### Material for the task
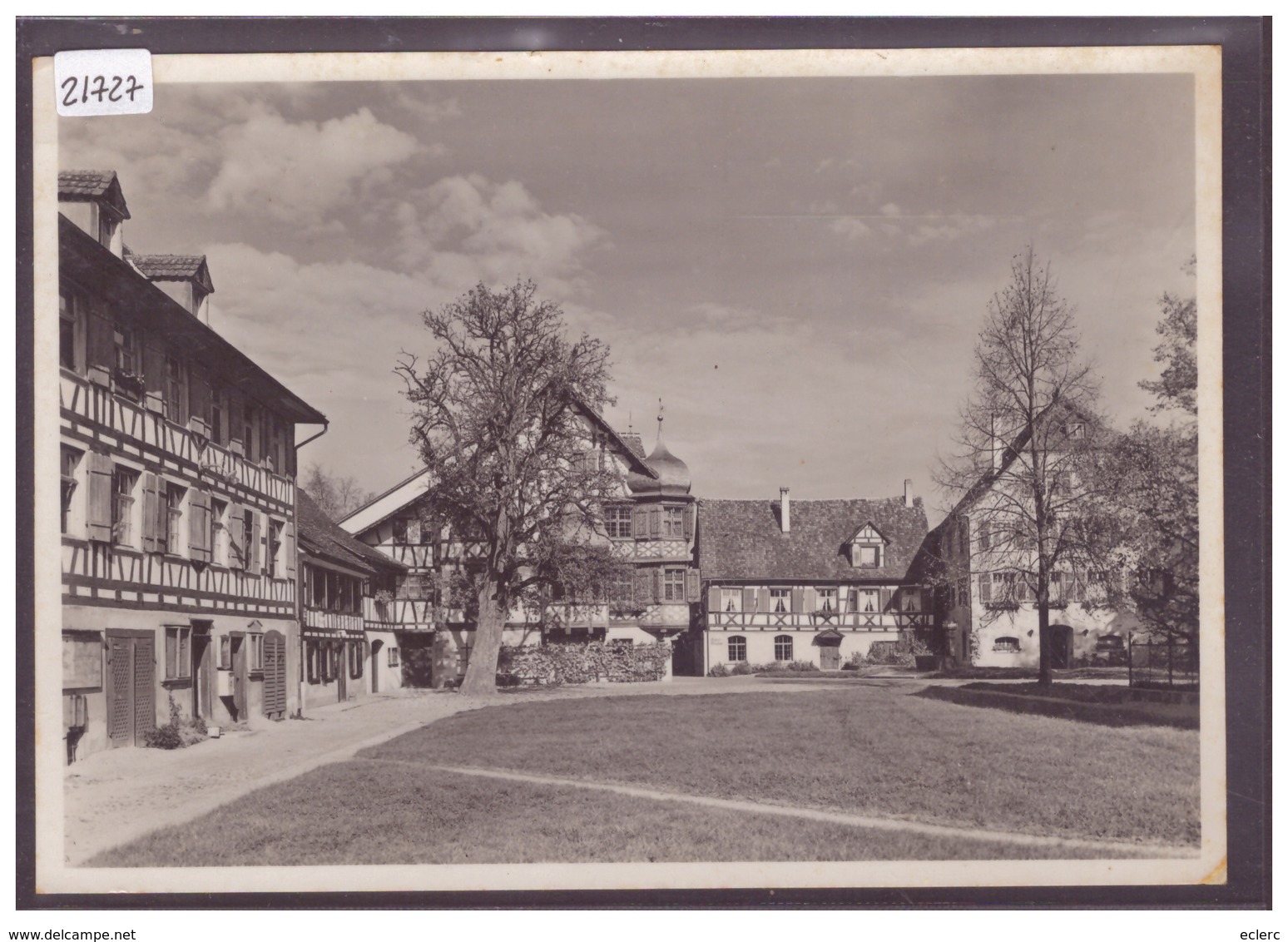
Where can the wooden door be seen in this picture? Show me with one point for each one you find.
==
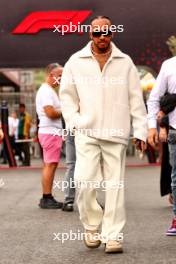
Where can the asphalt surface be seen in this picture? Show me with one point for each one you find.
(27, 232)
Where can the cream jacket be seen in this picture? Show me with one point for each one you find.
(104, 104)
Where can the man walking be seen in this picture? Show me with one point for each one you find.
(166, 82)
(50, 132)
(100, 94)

### What you will do
Locate each line in the items above that contains the word "this" and copy those lines out in full.

### Worked answer
Where can the wooden door be seen in this picture? Show me with one point for each one you find.
Where can the asphalt surface be seen in this picture? Show me with one point for each one you find.
Where can the cream jacket be seen in this picture? Show me with one point for each one you find.
Where can the man walking be seen in this picture? Show me with one point for each one you find.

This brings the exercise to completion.